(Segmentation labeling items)

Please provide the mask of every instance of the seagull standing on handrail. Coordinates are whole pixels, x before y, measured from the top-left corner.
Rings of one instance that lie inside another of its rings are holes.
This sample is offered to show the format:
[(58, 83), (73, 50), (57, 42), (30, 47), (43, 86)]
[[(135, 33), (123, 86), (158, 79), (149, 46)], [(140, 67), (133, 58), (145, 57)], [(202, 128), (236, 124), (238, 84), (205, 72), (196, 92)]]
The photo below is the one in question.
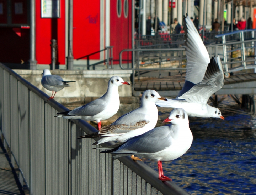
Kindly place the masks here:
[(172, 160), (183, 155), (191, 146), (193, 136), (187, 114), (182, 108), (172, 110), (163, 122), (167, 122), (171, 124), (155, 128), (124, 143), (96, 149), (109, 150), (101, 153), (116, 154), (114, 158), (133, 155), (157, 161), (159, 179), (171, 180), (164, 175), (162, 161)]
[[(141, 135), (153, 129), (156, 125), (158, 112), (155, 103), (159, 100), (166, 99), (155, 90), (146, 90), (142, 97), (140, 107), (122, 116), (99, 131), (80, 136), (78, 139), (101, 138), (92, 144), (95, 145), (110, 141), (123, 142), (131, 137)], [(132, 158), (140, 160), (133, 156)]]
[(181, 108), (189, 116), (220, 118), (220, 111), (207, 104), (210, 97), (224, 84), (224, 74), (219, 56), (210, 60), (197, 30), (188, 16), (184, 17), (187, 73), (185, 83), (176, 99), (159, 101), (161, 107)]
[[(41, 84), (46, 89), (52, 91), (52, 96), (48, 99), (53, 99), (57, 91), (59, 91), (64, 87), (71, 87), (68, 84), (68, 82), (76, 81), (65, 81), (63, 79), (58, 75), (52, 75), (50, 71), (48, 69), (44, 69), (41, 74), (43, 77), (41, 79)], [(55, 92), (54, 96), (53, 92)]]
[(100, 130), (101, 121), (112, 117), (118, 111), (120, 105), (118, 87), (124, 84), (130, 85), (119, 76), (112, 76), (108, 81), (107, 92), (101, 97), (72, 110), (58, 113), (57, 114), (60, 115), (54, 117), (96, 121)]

| Instructions to follow |
Quote the data above in full, leaving out the pictures it holds.

| Response to this exercise |
Please provide the mask of every instance of the seagull standing on handrail. Coordinates are whole pixels, x before y, measured from the top-left corner.
Rings of one instance that lie inside another of its rings are holes.
This sample is offered to show the format:
[(58, 83), (73, 50), (57, 42), (30, 47), (43, 86)]
[[(135, 33), (123, 86), (158, 79), (149, 46)], [(140, 67), (133, 58), (145, 57)], [(202, 128), (236, 124), (238, 84), (205, 72), (196, 92)]]
The photo below is the one in question.
Kindly place the masks here:
[(172, 160), (183, 155), (191, 146), (193, 136), (187, 114), (182, 108), (172, 110), (163, 122), (167, 122), (171, 124), (155, 128), (124, 143), (96, 149), (109, 150), (101, 153), (116, 154), (114, 158), (133, 155), (157, 161), (159, 179), (171, 180), (164, 175), (162, 161)]
[[(141, 135), (153, 129), (156, 125), (158, 112), (155, 103), (159, 100), (166, 99), (155, 90), (146, 90), (142, 97), (140, 107), (122, 116), (99, 131), (80, 136), (78, 139), (101, 138), (92, 144), (95, 145), (110, 141), (123, 142), (131, 137)], [(132, 158), (140, 160), (133, 156)]]
[(181, 108), (189, 116), (220, 118), (220, 111), (207, 104), (210, 97), (224, 84), (224, 74), (219, 56), (210, 60), (197, 30), (188, 16), (184, 17), (187, 73), (185, 83), (176, 99), (159, 101), (161, 107)]
[[(41, 84), (46, 89), (52, 91), (52, 96), (48, 99), (53, 99), (57, 91), (59, 91), (64, 87), (71, 87), (68, 84), (68, 82), (76, 81), (65, 81), (63, 79), (58, 75), (52, 75), (50, 71), (48, 69), (44, 69), (41, 74), (43, 77), (41, 79)], [(55, 92), (54, 96), (53, 92)]]
[(100, 130), (101, 121), (112, 117), (118, 111), (120, 105), (118, 87), (124, 84), (130, 85), (119, 76), (112, 76), (108, 81), (107, 92), (101, 97), (72, 110), (58, 113), (57, 114), (60, 115), (54, 117), (96, 121)]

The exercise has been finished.